Named region outline records
----

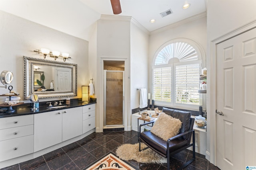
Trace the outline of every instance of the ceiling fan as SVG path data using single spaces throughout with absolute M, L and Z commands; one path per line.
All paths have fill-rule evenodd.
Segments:
M 119 14 L 122 12 L 120 0 L 110 0 L 113 12 L 114 14 Z

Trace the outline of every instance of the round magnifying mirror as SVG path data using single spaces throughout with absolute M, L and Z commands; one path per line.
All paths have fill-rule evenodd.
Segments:
M 4 85 L 6 85 L 10 84 L 12 81 L 13 79 L 13 74 L 10 71 L 6 70 L 2 72 L 0 75 L 0 79 L 1 82 Z
M 37 94 L 32 94 L 30 96 L 30 100 L 31 102 L 33 103 L 36 102 L 38 101 L 38 96 Z

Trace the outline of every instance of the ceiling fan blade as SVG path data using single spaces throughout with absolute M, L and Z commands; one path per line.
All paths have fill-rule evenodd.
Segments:
M 113 12 L 114 14 L 119 14 L 122 12 L 120 0 L 110 0 Z

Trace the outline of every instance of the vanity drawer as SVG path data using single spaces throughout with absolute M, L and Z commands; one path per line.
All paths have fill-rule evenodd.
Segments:
M 0 130 L 0 141 L 34 134 L 34 125 Z
M 90 104 L 89 105 L 83 106 L 83 113 L 95 110 L 95 104 Z
M 95 117 L 93 117 L 83 121 L 83 133 L 95 127 Z
M 95 117 L 95 111 L 92 110 L 83 113 L 83 120 L 86 120 L 91 117 Z
M 34 124 L 34 115 L 0 119 L 0 129 Z
M 33 153 L 34 135 L 2 141 L 0 150 L 0 162 Z

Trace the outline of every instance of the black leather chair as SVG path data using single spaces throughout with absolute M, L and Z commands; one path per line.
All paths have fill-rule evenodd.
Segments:
M 193 129 L 194 119 L 191 117 L 190 112 L 163 108 L 162 111 L 172 117 L 179 119 L 182 122 L 179 134 L 169 139 L 167 141 L 151 133 L 150 131 L 140 132 L 140 127 L 152 123 L 152 122 L 143 123 L 140 125 L 140 138 L 139 140 L 140 151 L 140 143 L 143 142 L 147 146 L 146 149 L 150 148 L 158 154 L 167 158 L 167 169 L 170 169 L 170 156 L 192 146 L 193 157 L 187 161 L 177 169 L 182 170 L 194 161 L 196 158 L 195 152 L 195 131 Z M 191 137 L 193 136 L 193 142 L 190 143 Z

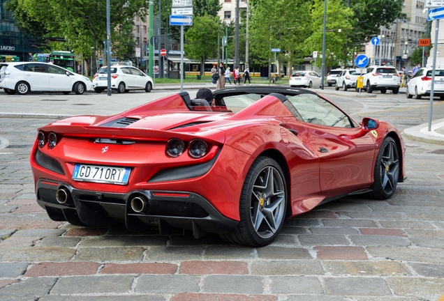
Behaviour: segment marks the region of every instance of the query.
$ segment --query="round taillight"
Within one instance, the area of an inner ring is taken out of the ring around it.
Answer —
[[[179,157],[184,153],[185,150],[185,143],[181,139],[171,139],[167,143],[167,154],[170,157]]]
[[[54,148],[57,145],[57,136],[54,132],[51,132],[47,139],[47,144],[51,148]]]
[[[203,140],[192,140],[188,148],[188,152],[193,158],[202,157],[208,152],[208,144]]]
[[[46,143],[46,136],[45,136],[45,133],[43,132],[38,132],[38,134],[37,135],[37,141],[38,141],[38,147],[45,146],[45,144]]]

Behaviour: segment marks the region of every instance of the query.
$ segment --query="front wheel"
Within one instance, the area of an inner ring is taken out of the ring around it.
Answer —
[[[15,85],[15,93],[18,95],[26,95],[29,92],[29,84],[25,82],[20,82]]]
[[[374,169],[375,182],[369,195],[376,199],[387,199],[394,193],[399,178],[399,152],[393,138],[385,138],[379,149]]]
[[[117,93],[125,93],[125,83],[121,82],[117,86]]]
[[[74,85],[74,93],[77,95],[83,94],[84,92],[85,87],[83,83],[75,83]]]
[[[145,92],[151,92],[152,89],[153,85],[151,84],[151,82],[147,82],[147,84],[145,85]]]
[[[221,237],[231,243],[262,247],[279,235],[286,216],[287,187],[276,161],[258,157],[246,175],[239,200],[238,229]]]
[[[11,90],[11,89],[7,89],[7,88],[3,88],[3,90],[6,94],[9,94],[9,95],[15,94],[15,90]]]
[[[406,90],[406,95],[407,95],[407,98],[411,98],[413,97],[413,95],[408,93],[408,86],[407,86],[407,90]]]

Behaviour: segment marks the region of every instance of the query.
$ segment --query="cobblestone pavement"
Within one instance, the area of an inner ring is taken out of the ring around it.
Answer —
[[[251,248],[216,236],[51,221],[35,201],[29,164],[36,128],[50,121],[0,118],[1,300],[436,301],[444,294],[443,146],[406,139],[408,178],[390,199],[341,199],[287,220],[274,243]]]

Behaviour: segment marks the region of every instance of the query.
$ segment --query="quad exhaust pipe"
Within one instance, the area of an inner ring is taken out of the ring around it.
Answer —
[[[138,195],[131,199],[131,209],[137,213],[143,213],[149,210],[149,201],[142,195]]]
[[[70,204],[73,203],[73,196],[66,188],[60,188],[56,192],[56,200],[61,204]]]

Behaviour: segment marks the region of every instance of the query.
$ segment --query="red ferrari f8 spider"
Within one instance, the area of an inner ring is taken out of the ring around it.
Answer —
[[[56,221],[264,246],[286,218],[348,194],[385,199],[404,180],[405,144],[388,123],[358,123],[299,88],[225,88],[214,98],[179,93],[38,129],[37,202]]]

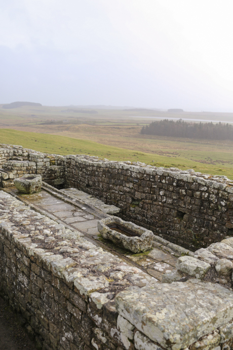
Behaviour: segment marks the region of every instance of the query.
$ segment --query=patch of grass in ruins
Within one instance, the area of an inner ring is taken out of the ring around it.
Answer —
[[[0,143],[22,146],[46,153],[86,154],[106,158],[109,160],[142,162],[155,166],[174,167],[182,169],[195,169],[196,171],[212,175],[225,175],[233,179],[233,168],[214,166],[177,157],[171,158],[110,146],[93,141],[36,132],[19,131],[11,129],[0,129]]]

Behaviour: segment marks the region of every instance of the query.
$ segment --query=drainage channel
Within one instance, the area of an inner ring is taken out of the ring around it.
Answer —
[[[98,220],[109,215],[84,202],[71,199],[52,186],[43,186],[40,192],[31,195],[20,194],[15,188],[4,189],[35,211],[67,228],[77,230],[93,244],[159,280],[164,273],[175,268],[176,259],[161,249],[154,248],[149,252],[134,254],[99,237]]]

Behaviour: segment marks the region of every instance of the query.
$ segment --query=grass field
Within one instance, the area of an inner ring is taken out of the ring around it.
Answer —
[[[219,166],[218,164],[202,163],[182,156],[172,157],[160,155],[70,137],[20,131],[11,129],[0,129],[0,143],[21,145],[26,148],[48,153],[63,155],[90,154],[111,160],[140,161],[156,166],[172,166],[183,169],[193,168],[196,171],[213,175],[225,175],[233,179],[233,166],[229,163]],[[171,147],[171,145],[169,145],[169,147]],[[211,146],[209,147],[210,148]],[[173,149],[173,152],[175,152],[175,149]],[[226,156],[225,158],[226,159]]]

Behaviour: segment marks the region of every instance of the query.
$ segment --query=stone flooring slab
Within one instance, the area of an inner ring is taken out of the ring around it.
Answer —
[[[56,215],[56,216],[62,219],[73,216],[72,212],[57,212],[54,214]]]
[[[87,219],[85,219],[83,217],[80,216],[75,216],[71,217],[70,218],[67,218],[65,219],[64,221],[67,223],[71,223],[74,222],[80,222],[81,221],[87,221]]]
[[[168,254],[164,253],[157,248],[153,248],[152,251],[149,253],[148,256],[154,259],[155,260],[157,260],[157,261],[165,260],[166,259],[168,259],[170,257]]]
[[[85,222],[76,223],[72,224],[73,226],[76,227],[78,230],[81,230],[86,232],[89,228],[93,228],[97,227],[98,220],[90,220]]]
[[[43,205],[43,207],[50,213],[56,213],[57,212],[68,211],[74,210],[74,207],[66,203],[58,204],[52,204],[51,205]]]
[[[88,233],[88,234],[90,234],[91,236],[95,236],[96,235],[99,234],[99,232],[98,231],[98,228],[97,227],[89,228],[87,233]]]
[[[64,192],[64,195],[65,195],[65,192],[69,194],[76,193],[79,196],[81,195],[80,193],[81,191],[75,189],[66,189],[65,191],[63,190],[62,191]],[[60,194],[62,195],[63,194],[61,191]],[[86,211],[86,207],[84,206],[82,208],[79,208],[74,204],[74,205],[69,204],[60,198],[57,198],[55,196],[55,192],[54,194],[53,193],[48,192],[44,189],[38,193],[29,196],[19,194],[18,195],[22,198],[26,199],[34,205],[39,205],[40,207],[42,207],[48,213],[52,214],[55,217],[62,221],[64,224],[70,225],[84,233],[85,234],[87,235],[86,236],[87,239],[89,239],[88,237],[90,238],[91,237],[97,242],[100,241],[103,242],[106,248],[109,247],[117,251],[121,255],[123,259],[124,258],[129,259],[133,263],[137,264],[139,268],[143,268],[144,271],[146,271],[149,274],[159,281],[162,280],[163,275],[167,270],[172,270],[175,266],[177,259],[169,253],[163,252],[162,250],[163,247],[161,249],[159,247],[157,248],[154,248],[149,252],[146,252],[142,254],[133,254],[122,247],[118,247],[112,242],[100,237],[97,229],[98,221],[97,218],[99,215],[99,212],[98,211],[96,212],[97,216],[95,216],[95,214],[90,214],[89,212]],[[93,206],[94,206],[94,202],[98,203],[99,200],[97,198],[92,197],[90,195],[84,194],[84,192],[82,193],[82,196],[84,196],[84,197],[86,195],[89,196],[88,198],[86,197],[87,202],[91,199],[91,204]],[[102,202],[102,204],[105,205]],[[99,209],[100,207],[98,209]],[[97,242],[97,244],[98,244]],[[158,249],[159,248],[160,249]],[[164,268],[159,268],[156,265],[156,263],[158,262],[165,263],[165,265],[163,265]],[[168,267],[166,264],[170,267]],[[162,270],[162,271],[160,271],[160,270]]]

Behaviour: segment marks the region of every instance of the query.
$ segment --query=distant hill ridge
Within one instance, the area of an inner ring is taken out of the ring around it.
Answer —
[[[11,103],[7,103],[7,104],[3,104],[2,108],[5,108],[6,110],[10,110],[12,108],[18,108],[18,107],[21,107],[23,106],[33,106],[34,107],[42,106],[41,103],[36,103],[34,102],[12,102]]]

----

Exercise task:
Can you copy the records from the start through the line containing "M 37 94 L 32", switching "magnifying" to "makeup" and keeping everything else the same? Leave the pictures out.

Answer to the problem:
Trace the outline of every instance of the ceiling fan as SVG path data using single spaces throughout with absolute M, L and Z commands; one path per line.
All paths have fill-rule evenodd.
Segments:
M 119 14 L 122 12 L 120 0 L 110 0 L 113 12 L 114 14 Z

Trace the outline of every instance of the round makeup mirror as SVG path data using single spaces throughout with absolute M, L and Z commands; one path per line.
All paths have fill-rule evenodd.
Segments:
M 4 85 L 6 85 L 10 84 L 12 81 L 13 79 L 13 74 L 10 71 L 6 70 L 2 72 L 0 75 L 0 79 L 1 82 Z
M 37 94 L 32 94 L 30 96 L 30 100 L 31 102 L 33 103 L 36 102 L 38 101 L 38 96 Z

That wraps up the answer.